EXERCISE:
Copy the following lines from the records without any changes, starting with the line that contains "man on ladder." and continuing through the line that contains "[544,241,697,562]".

[Photo labels with boxes]
════

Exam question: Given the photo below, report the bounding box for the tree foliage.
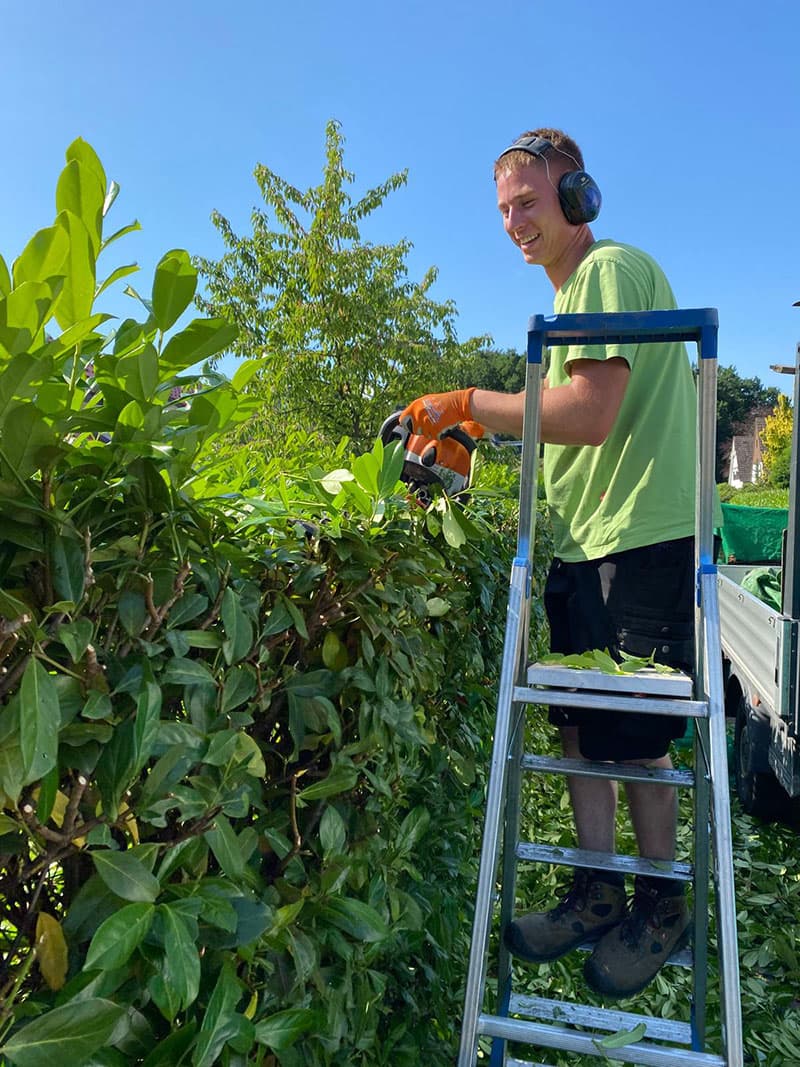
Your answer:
[716,367,781,481]
[0,142,547,1067]
[455,348,527,393]
[197,122,488,447]
[762,394,794,489]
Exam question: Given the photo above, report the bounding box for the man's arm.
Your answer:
[470,357,630,445]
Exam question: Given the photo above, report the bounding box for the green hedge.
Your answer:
[0,141,547,1067]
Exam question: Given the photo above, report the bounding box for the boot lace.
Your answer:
[549,871,590,922]
[620,886,661,949]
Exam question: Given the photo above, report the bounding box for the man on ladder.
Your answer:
[401,129,695,997]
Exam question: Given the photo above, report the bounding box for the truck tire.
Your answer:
[734,696,788,822]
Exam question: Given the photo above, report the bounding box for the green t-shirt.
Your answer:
[544,241,697,562]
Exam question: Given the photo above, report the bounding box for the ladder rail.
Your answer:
[458,308,743,1067]
[458,352,542,1067]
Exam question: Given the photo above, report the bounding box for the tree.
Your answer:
[762,394,794,489]
[197,122,485,445]
[457,348,527,393]
[717,367,781,481]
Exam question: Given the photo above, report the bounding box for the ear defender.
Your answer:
[497,137,603,226]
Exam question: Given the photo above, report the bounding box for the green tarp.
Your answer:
[717,504,789,563]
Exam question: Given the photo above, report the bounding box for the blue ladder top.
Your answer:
[528,307,719,363]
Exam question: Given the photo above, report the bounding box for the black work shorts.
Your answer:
[544,537,694,760]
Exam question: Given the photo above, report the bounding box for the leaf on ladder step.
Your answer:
[593,1022,647,1058]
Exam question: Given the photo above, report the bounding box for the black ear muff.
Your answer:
[497,134,603,226]
[558,171,603,226]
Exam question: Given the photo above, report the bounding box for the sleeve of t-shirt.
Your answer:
[564,258,653,367]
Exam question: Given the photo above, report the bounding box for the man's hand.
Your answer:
[405,434,471,489]
[400,388,475,437]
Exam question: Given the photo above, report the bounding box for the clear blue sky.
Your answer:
[0,0,800,388]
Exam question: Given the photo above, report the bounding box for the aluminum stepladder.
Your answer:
[458,308,743,1067]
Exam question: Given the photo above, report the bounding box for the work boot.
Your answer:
[503,870,625,964]
[583,877,689,997]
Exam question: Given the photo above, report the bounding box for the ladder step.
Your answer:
[478,1015,725,1067]
[528,663,694,700]
[509,994,692,1045]
[516,841,692,881]
[512,685,708,719]
[521,753,694,787]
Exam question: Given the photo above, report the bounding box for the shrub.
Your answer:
[0,142,546,1067]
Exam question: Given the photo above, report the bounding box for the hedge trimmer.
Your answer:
[380,412,478,507]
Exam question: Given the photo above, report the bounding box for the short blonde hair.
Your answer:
[494,126,585,180]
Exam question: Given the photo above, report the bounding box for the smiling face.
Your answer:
[497,160,594,288]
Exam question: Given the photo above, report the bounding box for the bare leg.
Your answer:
[625,755,677,860]
[560,727,618,853]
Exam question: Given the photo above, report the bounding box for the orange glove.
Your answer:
[400,387,477,437]
[405,434,473,484]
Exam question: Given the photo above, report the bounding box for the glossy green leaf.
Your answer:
[55,158,106,258]
[378,441,404,496]
[320,896,389,941]
[133,668,162,769]
[58,618,94,664]
[205,815,244,879]
[102,219,142,251]
[0,403,60,479]
[161,656,214,685]
[55,211,95,330]
[236,731,267,778]
[153,249,197,332]
[142,1020,197,1067]
[394,806,431,856]
[322,630,348,670]
[95,262,139,300]
[352,452,381,496]
[0,998,124,1067]
[92,849,161,903]
[256,1007,319,1052]
[36,763,61,823]
[319,807,347,857]
[594,1022,647,1051]
[14,226,69,287]
[19,657,61,782]
[161,319,239,373]
[0,352,52,418]
[192,960,242,1067]
[298,767,358,801]
[64,137,108,202]
[116,400,144,428]
[0,692,26,802]
[442,506,467,548]
[220,666,256,715]
[83,903,156,971]
[0,250,11,297]
[50,537,86,604]
[160,905,201,1009]
[0,278,57,355]
[222,587,253,664]
[116,345,159,401]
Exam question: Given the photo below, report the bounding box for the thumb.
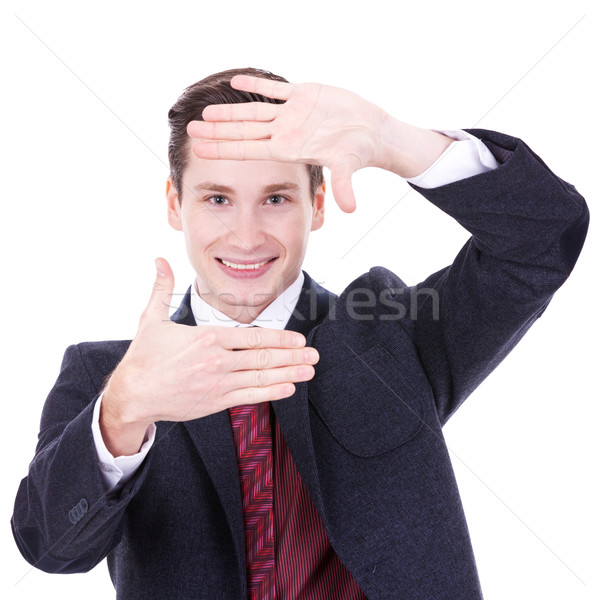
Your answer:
[144,258,175,320]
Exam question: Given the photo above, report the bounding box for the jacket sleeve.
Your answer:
[411,130,589,423]
[11,344,149,573]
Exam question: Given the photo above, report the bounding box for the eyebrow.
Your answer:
[194,181,300,194]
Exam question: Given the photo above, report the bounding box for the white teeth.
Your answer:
[221,259,269,270]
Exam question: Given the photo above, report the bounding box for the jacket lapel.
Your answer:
[272,272,336,522]
[171,287,246,594]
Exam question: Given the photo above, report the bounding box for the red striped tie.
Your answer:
[229,402,275,600]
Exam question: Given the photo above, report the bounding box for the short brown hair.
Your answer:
[169,67,324,202]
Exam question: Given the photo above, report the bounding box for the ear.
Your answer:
[167,175,183,231]
[310,182,325,231]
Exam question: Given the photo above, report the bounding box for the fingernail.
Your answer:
[304,348,319,363]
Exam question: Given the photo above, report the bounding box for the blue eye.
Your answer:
[208,196,229,206]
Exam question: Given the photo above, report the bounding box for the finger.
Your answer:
[229,347,319,371]
[143,258,175,320]
[214,327,306,350]
[231,75,294,100]
[225,365,315,396]
[187,121,271,140]
[199,102,281,123]
[221,382,296,408]
[331,171,356,213]
[193,140,277,160]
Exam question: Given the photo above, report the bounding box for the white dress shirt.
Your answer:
[92,130,498,492]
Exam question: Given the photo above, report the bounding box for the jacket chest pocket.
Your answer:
[308,345,426,457]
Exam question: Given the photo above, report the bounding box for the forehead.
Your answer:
[183,156,310,194]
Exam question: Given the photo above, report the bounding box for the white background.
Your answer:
[0,0,600,600]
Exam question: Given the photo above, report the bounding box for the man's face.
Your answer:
[167,152,325,323]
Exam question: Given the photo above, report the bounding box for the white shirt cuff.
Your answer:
[92,395,156,492]
[407,129,499,189]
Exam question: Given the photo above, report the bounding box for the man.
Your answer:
[12,70,588,600]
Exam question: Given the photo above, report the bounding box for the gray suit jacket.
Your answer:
[12,130,589,600]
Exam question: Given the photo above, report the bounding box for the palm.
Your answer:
[188,76,383,212]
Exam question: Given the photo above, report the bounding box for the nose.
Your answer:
[228,208,266,254]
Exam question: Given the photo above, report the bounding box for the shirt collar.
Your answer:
[190,271,304,329]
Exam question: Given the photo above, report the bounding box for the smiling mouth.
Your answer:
[217,257,277,271]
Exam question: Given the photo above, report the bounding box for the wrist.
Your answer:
[99,382,151,457]
[370,115,454,179]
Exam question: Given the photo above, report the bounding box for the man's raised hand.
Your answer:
[187,75,387,212]
[100,258,319,456]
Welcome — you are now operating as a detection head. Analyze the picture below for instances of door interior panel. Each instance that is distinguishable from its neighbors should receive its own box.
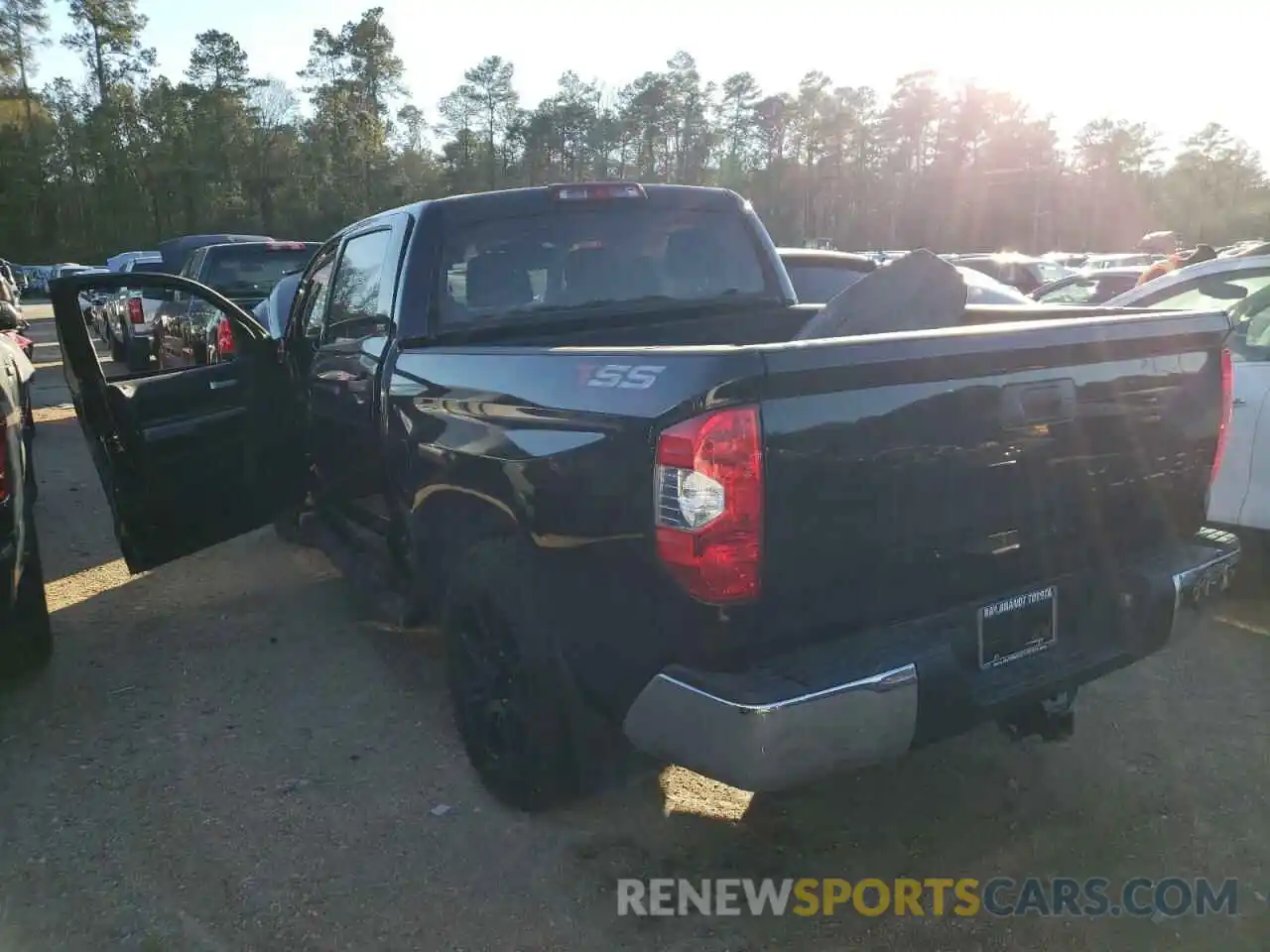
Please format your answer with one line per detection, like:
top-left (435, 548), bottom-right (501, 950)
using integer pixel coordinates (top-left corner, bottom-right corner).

════

THE OUTPUT:
Exam question: Given the photo above, report the bounding box for the man on ladder.
Your answer:
[401,129,695,997]
Exam question: Given the photo above, report the bounding box for the truck tire.
Your answer:
[734,696,788,822]
Exam question: Given the photo above, report the bounding box for the green t-shirt.
Your answer:
[544,241,697,562]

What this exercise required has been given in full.